Extrait choisi
Ce lundi 27 mars 2023, la présentation du livre Juger le V-13, Une réponse démocratique à la barbarie (Éditions de La Martinière) réunissait plus d’une centaine d’élèves de terminale et leurs professeurs.

À l’initiative de Patricia Doukhan, professeure de philosophie, d’éducation morale et civique, de droit et grands enjeux du monde contemporain, Noëlle Herrenschmidt et l’un des coauteurs de ce livre, Arthur Dénouveaux, ont fait le commentaire illustré du procès qui s’est tenu au Palais de justice de Paris de septembre 2022 à juin 2023.

Procès hors normes comme ils l’ont rappelé, par sa durée, les faits et le nombre de victimes, le nombre de parties civiles et de leurs avocats, les dimensions du dossier d’instruction et des lieux.

Juger le V13 – Une réponse démocratique à la barbarie

Étaient présents Étienne Recoing, proviseur de la Cité scolaire Marie-Curie, Patricia Doukhan et ses collègues Ludovic Sot et Pascale Lebrun professeurs des classes présentes, auxquels se sont jointes d’autres professeures Solange Rameix, Hélène Donatello et Elisa Leblanc. Cette présentation fut un émouvant et passionnant échange sur le déroulement du procès qui a jugé les terroristes encore vivants et leurs complices, auteurs des attentats qui se sont déroulés le vendredi 13 novembre 2015 à Paris, au Stade de France, au Bataclan et sur les terrasses des cafés La Belle Équipe, Le Carillon, Le Petit Cambodge, La Bonne Bière et La Fontaine au Roi.

Deux grands témoins

Accompagnant la projection d’images choisies pour montrer les lieux, les acteurs et les moments forts de ce procès, Noëlle Herrenschmidt et Arthur Dénouveaux, auteurs de ce livre, ont fait vivre deux points de vue.

Noëlle Herrenschmidt, dessinatrice d’audience, aquarelliste-reporter – comme elle tient à le rappeler – expliquait comment le dessin, l’aquarelle et les commentaires pris sur le vif montrent ce qu’elle voit et racontent les émotions qu’elle perçoit. « Ce qui m’a frappée, c’est que ce procès est un procès de jeunes. J’ai couvert les procès contre l’humanité de Barbie et de Papon. Au moment de ces procès, les faits étaient déjà anciens, plus de trente ans. Les victimes racontaient leur passé. Le V13, tout le monde était jeune. Les victimes, les accusés, les avocats. 30 ans à peine ! »

Données sources

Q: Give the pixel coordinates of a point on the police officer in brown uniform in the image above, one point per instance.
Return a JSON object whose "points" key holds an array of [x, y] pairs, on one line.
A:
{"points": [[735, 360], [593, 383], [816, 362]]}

Votre objectif
Poursuivez l'article sur la présentation du livre Juger le V-13 à la suite de sa dernière phrase. Les lignes n'ont aucun lien avec l'article sur la présentation du livre Juger le V-13.

Résultat attendu
Arthur Dénouveaux est un témoin très particulier. Il était présent au Bataclan lors de l’attentat. L’expérience qu’il y a vécue l’a amené à créer l’association Life for Paris, qui a permis aux victimes d’échanger leurs témoignages et de se soutenir tout au long d’une instruction longue et éprouvante. C’est au cours de celle-ci qu’il a rencontré Antoine Garapon, magistrat scéen et coauteur du livre auquel il a apporté la dimension juridique et la réflexion de philosophie politique à l’origine du sous-titre Une réponse démocratique à la barbarie.

Les commentaires d’Arthur Dénouveaux sur les étapes de ce procès, sur les rôles de ses différents acteurs, sur les positions prises par les accusés étaient tout à la fois d’une grande clarté et d’une simplicité nette, qualités précieuses devant une assistance de lycéens.

Un dialogue de vie

À mesure que les images projetées défilent, les deux auteurs les commentent, construisant un dialogue très vivant, parfois passionné, pour parler d’une histoire personnelle qui, par le jeu de la confrontation, devient universelle. Les élèves sont pris. L’atmosphère devient presque recueillie.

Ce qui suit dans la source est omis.